### TASK BRIEF
List every line in the rows below that contains the word "light". Case matters.

### SUPPLIED MATERIAL
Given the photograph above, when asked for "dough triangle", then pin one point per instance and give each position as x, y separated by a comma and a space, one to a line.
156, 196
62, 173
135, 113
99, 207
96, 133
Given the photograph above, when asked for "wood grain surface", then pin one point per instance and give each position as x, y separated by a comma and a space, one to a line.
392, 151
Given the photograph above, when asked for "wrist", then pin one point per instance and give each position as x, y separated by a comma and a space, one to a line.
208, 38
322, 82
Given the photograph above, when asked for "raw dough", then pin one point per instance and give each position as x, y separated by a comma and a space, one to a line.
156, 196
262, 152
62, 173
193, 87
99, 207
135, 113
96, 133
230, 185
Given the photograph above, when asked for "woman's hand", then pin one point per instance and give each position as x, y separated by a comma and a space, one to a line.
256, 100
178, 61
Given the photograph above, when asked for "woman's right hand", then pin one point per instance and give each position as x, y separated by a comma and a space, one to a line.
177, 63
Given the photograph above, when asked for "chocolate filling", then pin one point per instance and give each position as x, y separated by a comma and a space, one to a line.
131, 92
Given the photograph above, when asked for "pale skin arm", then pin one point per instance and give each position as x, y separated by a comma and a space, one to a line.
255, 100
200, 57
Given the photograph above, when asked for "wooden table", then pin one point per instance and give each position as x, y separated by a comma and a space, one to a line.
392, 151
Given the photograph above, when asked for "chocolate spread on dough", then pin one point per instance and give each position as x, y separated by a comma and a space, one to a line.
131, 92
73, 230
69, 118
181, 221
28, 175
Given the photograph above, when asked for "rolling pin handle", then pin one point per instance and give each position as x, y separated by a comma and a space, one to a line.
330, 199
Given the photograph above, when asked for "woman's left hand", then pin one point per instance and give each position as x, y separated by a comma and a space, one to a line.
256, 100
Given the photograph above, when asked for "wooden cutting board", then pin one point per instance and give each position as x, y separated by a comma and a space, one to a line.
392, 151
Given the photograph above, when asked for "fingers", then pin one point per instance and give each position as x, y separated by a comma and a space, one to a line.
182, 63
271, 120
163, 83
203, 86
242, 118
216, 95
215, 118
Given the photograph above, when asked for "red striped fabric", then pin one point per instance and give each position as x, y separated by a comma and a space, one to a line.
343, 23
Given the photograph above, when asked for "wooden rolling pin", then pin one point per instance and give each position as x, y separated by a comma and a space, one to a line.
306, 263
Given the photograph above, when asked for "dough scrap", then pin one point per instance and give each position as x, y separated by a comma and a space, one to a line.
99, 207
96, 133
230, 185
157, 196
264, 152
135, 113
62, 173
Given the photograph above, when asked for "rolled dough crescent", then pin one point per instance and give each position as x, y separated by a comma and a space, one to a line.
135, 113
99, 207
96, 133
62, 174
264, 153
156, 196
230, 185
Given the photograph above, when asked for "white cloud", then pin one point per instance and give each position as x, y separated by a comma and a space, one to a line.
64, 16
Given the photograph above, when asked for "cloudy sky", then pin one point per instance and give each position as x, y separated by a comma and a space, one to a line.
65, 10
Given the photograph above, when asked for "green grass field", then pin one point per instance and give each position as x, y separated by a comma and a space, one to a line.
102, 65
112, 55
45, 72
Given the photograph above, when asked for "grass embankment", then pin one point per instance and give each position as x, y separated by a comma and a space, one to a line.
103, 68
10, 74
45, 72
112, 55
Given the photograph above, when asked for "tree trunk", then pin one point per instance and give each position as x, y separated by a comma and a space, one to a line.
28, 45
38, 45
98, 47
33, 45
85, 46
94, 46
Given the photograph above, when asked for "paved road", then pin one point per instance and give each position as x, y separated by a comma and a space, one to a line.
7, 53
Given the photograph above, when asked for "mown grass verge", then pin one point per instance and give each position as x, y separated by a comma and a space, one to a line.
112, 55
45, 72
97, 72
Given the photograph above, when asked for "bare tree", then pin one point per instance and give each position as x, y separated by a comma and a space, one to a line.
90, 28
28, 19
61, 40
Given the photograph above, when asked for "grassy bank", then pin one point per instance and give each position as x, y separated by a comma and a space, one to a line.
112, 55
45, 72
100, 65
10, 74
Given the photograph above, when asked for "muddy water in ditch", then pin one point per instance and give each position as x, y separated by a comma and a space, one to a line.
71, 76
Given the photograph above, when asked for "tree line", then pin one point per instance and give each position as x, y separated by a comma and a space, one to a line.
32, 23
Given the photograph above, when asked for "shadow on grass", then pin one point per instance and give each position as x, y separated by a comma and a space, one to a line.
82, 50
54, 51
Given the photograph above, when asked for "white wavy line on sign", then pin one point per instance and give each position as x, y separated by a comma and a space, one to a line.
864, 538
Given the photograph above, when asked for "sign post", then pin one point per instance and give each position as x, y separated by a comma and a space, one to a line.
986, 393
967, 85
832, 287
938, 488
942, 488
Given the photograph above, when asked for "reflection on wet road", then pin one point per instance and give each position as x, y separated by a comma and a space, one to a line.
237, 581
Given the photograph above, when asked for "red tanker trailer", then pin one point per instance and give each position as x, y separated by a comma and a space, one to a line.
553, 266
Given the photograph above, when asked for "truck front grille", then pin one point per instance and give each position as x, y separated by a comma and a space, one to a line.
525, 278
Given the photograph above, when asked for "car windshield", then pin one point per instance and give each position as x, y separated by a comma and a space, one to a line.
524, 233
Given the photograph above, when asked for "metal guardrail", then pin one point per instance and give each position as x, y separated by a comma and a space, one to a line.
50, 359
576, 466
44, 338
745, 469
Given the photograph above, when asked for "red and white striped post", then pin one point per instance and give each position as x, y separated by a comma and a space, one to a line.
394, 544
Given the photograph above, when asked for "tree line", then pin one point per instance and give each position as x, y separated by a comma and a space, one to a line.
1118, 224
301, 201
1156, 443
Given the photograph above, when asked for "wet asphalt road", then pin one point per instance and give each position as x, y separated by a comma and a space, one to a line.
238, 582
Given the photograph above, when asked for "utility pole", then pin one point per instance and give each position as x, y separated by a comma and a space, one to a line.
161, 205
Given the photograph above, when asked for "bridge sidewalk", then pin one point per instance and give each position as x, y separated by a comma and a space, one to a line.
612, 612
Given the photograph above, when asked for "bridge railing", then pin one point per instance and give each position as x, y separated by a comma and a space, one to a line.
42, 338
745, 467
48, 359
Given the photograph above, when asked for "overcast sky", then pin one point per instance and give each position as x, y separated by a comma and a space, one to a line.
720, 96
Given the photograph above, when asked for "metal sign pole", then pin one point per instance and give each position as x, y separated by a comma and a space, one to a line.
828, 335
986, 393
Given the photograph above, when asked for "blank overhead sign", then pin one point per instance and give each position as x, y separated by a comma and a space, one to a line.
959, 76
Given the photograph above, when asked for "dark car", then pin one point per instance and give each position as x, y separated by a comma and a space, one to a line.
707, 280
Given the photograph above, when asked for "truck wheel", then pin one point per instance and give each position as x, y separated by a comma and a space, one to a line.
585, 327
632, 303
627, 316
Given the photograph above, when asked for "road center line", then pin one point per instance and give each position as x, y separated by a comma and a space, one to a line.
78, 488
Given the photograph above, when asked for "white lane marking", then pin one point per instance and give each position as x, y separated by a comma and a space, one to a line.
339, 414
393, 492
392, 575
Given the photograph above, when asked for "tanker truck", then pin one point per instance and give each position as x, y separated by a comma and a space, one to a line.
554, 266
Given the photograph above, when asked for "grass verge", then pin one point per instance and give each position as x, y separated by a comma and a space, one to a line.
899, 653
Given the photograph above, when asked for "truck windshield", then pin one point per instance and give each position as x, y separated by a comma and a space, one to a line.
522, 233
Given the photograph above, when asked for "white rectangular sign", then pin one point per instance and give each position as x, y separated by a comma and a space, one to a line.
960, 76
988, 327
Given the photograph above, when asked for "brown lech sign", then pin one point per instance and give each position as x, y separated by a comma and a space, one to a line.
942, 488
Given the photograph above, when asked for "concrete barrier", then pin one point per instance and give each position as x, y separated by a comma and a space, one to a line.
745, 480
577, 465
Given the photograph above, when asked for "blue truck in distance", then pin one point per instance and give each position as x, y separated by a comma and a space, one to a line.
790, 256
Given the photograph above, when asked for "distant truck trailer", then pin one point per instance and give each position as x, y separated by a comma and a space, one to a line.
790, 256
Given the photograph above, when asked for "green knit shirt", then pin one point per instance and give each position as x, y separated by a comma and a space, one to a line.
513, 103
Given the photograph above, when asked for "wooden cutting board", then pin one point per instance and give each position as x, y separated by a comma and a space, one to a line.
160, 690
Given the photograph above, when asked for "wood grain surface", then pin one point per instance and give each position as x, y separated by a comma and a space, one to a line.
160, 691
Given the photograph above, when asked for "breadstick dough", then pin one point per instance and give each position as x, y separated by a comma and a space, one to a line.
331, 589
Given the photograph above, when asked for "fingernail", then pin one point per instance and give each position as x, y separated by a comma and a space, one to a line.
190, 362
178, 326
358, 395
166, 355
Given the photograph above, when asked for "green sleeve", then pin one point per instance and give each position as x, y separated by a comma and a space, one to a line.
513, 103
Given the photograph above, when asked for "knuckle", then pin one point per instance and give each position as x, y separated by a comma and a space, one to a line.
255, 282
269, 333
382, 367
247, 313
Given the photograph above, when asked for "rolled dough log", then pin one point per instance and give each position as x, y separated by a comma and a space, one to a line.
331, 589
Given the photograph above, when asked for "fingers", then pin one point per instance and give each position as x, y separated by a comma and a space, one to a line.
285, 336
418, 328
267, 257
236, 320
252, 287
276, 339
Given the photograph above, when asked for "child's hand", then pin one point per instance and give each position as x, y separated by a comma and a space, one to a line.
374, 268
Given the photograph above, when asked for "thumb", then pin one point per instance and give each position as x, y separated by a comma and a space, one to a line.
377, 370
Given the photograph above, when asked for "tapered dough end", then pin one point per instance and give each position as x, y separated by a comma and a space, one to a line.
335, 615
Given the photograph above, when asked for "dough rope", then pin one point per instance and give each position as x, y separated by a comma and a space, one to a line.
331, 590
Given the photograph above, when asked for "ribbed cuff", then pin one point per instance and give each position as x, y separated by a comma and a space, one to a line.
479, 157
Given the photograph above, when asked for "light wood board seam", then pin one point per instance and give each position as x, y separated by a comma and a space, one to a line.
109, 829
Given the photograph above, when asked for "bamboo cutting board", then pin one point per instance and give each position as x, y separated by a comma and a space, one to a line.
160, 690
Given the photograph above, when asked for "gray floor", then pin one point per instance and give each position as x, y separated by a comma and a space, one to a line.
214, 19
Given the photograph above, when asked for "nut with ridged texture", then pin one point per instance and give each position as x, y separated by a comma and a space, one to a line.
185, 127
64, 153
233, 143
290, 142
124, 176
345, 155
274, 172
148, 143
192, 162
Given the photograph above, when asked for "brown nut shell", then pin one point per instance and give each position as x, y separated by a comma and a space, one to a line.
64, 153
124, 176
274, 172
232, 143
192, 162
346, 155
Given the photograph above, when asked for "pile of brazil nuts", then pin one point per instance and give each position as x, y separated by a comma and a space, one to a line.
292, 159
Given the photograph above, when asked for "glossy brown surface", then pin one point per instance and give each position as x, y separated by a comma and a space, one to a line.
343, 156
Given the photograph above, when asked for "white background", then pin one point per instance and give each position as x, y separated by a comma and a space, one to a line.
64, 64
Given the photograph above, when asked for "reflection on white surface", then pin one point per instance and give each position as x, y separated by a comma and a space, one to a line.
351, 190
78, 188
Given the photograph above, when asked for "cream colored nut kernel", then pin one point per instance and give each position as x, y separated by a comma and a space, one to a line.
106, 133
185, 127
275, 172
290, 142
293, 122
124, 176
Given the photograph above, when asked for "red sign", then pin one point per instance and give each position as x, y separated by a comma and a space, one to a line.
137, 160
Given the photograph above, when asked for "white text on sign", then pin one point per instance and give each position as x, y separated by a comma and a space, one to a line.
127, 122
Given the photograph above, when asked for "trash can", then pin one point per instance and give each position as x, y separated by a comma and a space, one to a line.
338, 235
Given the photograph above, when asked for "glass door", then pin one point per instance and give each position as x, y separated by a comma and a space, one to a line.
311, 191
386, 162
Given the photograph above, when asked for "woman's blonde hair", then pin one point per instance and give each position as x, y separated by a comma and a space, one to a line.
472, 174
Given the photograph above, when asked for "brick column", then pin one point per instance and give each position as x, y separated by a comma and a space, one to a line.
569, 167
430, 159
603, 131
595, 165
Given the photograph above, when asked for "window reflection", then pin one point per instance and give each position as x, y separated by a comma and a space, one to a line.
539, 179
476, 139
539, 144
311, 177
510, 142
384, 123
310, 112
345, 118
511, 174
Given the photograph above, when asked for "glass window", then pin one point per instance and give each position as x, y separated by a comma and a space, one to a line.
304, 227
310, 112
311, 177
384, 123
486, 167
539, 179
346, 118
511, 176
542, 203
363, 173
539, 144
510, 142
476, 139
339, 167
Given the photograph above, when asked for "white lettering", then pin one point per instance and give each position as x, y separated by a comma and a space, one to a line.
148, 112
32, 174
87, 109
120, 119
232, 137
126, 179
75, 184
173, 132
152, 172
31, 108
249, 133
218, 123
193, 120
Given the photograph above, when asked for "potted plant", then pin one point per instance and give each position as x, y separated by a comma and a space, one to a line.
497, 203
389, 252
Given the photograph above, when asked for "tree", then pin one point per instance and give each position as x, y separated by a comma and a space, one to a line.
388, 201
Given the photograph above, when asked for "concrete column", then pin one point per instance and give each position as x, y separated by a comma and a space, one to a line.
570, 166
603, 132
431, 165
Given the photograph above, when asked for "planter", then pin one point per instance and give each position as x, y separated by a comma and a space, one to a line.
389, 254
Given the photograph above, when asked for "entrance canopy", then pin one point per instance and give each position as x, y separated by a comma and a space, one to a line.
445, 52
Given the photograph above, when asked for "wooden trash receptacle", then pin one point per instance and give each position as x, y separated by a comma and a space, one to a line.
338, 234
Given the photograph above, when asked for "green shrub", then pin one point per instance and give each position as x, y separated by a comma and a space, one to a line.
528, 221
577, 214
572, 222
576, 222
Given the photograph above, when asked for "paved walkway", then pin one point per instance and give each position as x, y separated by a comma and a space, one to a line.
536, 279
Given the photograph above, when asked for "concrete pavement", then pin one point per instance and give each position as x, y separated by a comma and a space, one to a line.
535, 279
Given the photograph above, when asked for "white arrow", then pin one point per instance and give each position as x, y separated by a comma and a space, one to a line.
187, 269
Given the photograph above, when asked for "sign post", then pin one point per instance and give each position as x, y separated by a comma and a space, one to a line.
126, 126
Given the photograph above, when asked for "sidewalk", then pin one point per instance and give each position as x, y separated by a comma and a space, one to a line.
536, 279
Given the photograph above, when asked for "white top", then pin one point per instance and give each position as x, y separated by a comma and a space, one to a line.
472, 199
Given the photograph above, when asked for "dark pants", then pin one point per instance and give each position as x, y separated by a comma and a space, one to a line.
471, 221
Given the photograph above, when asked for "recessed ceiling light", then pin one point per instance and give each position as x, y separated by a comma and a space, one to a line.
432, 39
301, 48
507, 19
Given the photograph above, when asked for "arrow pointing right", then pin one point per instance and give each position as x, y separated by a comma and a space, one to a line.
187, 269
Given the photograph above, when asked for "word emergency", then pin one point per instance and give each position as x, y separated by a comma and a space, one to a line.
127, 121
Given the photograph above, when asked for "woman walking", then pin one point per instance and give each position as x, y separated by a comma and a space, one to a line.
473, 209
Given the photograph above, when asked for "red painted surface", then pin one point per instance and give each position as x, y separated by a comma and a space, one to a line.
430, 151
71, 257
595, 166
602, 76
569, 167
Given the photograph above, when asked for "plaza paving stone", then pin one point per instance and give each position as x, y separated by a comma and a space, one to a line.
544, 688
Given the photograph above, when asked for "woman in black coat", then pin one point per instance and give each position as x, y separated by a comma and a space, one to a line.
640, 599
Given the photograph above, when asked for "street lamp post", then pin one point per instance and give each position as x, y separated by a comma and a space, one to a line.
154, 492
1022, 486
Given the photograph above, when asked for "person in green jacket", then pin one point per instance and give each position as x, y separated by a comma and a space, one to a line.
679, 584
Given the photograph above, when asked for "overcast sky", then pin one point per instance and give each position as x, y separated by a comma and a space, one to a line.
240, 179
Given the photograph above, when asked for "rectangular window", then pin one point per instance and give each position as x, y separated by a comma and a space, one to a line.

### ANSWER TO THIS EXERCISE
Given the photograph above, when asked for "light wood board seam", then pin one point per instance and give each position as x, y separated by a comma and a space, one to a line.
Given the photograph above, when asked for "recessed ceiling light", then pin one point per instance and give each position as x, y separated by a comma and a space, one to a line.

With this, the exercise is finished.